Entries shown: Begin

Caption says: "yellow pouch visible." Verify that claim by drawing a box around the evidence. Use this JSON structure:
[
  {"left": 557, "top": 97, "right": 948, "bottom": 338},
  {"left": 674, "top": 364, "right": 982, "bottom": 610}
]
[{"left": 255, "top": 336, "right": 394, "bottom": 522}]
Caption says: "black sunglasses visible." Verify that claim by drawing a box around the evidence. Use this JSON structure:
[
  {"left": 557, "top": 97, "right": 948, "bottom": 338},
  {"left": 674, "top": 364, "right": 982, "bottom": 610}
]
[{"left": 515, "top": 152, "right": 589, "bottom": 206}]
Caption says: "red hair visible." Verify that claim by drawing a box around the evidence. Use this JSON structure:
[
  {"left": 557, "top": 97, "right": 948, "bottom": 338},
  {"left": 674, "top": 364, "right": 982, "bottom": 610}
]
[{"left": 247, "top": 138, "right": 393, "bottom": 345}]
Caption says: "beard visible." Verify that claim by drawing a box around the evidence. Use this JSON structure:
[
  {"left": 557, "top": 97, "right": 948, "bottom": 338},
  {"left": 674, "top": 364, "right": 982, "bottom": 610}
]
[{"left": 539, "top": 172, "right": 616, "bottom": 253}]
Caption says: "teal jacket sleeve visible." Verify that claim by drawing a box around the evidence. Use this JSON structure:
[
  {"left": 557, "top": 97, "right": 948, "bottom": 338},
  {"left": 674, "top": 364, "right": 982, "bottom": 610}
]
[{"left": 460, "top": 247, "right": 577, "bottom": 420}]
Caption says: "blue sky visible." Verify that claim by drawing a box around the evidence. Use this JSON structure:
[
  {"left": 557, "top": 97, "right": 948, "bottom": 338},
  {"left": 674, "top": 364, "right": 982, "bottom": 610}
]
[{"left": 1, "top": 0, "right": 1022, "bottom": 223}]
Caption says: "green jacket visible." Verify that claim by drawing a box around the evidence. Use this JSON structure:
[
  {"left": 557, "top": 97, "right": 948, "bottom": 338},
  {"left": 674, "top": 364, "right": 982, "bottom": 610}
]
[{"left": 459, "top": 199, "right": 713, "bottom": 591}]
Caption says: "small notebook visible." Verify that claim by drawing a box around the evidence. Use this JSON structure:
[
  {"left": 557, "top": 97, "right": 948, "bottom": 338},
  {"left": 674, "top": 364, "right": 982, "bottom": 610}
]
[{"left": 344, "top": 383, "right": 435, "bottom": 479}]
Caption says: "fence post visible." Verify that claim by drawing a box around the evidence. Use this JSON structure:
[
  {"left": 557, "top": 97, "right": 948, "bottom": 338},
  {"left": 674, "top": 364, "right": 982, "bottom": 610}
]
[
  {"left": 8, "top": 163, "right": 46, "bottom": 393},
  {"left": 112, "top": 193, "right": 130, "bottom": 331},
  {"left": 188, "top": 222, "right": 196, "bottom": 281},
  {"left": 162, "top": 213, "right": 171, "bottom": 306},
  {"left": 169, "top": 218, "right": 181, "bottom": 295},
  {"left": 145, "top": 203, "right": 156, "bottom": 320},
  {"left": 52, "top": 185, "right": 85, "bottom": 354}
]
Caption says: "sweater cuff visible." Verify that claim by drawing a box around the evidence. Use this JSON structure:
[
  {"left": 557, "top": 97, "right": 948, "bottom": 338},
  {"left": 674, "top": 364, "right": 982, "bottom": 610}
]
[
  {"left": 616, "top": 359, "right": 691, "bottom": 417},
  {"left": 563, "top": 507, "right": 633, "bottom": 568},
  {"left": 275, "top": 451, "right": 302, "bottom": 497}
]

Entries shown: End

## Assignment
Scan the preceding listing for lines that contain the word "jacket". Give only how many there are.

## Solution to this exercise
2